+++ Data section

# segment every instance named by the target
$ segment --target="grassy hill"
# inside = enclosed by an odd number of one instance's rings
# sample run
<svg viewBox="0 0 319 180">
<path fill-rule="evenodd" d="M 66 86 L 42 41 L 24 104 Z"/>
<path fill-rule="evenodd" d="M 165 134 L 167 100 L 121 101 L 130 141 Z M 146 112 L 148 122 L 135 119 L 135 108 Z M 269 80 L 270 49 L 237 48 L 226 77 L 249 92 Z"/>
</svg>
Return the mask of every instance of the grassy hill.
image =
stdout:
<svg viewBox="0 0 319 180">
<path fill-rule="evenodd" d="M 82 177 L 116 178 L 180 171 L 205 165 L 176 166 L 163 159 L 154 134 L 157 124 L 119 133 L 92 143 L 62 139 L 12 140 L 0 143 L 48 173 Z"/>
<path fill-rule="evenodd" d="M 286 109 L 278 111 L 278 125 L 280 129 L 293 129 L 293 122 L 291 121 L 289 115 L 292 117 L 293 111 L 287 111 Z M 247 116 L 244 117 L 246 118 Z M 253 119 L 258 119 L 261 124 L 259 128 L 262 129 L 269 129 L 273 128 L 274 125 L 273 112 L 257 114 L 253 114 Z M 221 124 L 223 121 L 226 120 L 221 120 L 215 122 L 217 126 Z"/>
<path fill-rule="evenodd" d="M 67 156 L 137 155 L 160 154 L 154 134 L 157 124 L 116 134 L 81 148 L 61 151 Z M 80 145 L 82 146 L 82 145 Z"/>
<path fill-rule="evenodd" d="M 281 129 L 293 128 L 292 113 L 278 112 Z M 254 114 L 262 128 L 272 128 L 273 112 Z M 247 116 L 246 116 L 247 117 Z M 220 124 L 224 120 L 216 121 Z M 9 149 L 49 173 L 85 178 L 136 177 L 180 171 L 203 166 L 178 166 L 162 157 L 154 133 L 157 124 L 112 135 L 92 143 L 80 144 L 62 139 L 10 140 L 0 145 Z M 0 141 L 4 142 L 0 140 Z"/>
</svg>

++++++

**To do**
Put every line of the material into a JSON list of strings, one string per line, and leave out any blank lines.

**Written reply**
[
  "# segment every instance named by the target",
  "$ segment --target=\"grassy hill\"",
  "# inside = enclosed by an odd number of one instance's rings",
  "# sample run",
  "<svg viewBox=\"0 0 319 180\">",
  "<path fill-rule=\"evenodd\" d=\"M 66 86 L 42 41 L 24 104 Z\"/>",
  "<path fill-rule=\"evenodd\" d=\"M 165 134 L 167 100 L 121 101 L 130 141 Z M 146 112 L 148 122 L 135 119 L 135 108 Z M 269 80 L 270 49 L 237 48 L 226 77 L 249 92 Z\"/>",
  "</svg>",
  "Return the mask of every instance of the grassy hill.",
  "image =",
  "stdout:",
  "<svg viewBox=\"0 0 319 180\">",
  "<path fill-rule=\"evenodd\" d=\"M 82 177 L 116 178 L 180 171 L 205 165 L 176 166 L 163 159 L 154 134 L 157 124 L 119 133 L 92 143 L 62 139 L 12 140 L 0 143 L 48 173 Z\"/>",
  "<path fill-rule=\"evenodd\" d=\"M 286 109 L 278 111 L 278 125 L 280 129 L 293 129 L 293 122 L 291 121 L 289 115 L 292 117 L 293 111 L 287 111 Z M 247 116 L 244 117 L 246 118 Z M 253 119 L 258 119 L 261 124 L 259 128 L 262 129 L 269 129 L 273 128 L 274 125 L 273 112 L 257 114 L 253 114 Z M 221 124 L 223 121 L 226 120 L 221 120 L 215 122 L 217 126 Z\"/>",
  "<path fill-rule=\"evenodd\" d=\"M 67 156 L 137 155 L 160 154 L 154 134 L 157 124 L 116 134 L 81 148 L 61 151 Z M 80 145 L 82 146 L 82 145 Z\"/>",
  "<path fill-rule=\"evenodd\" d=\"M 281 129 L 293 128 L 292 113 L 278 112 Z M 254 114 L 262 128 L 272 128 L 273 112 Z M 247 116 L 246 116 L 247 117 Z M 220 124 L 224 120 L 216 121 Z M 9 149 L 49 173 L 85 178 L 136 177 L 180 171 L 203 166 L 178 166 L 162 157 L 154 133 L 157 124 L 112 135 L 92 143 L 80 144 L 62 139 L 10 140 L 0 145 Z M 0 141 L 4 142 L 0 140 Z\"/>",
  "</svg>"
]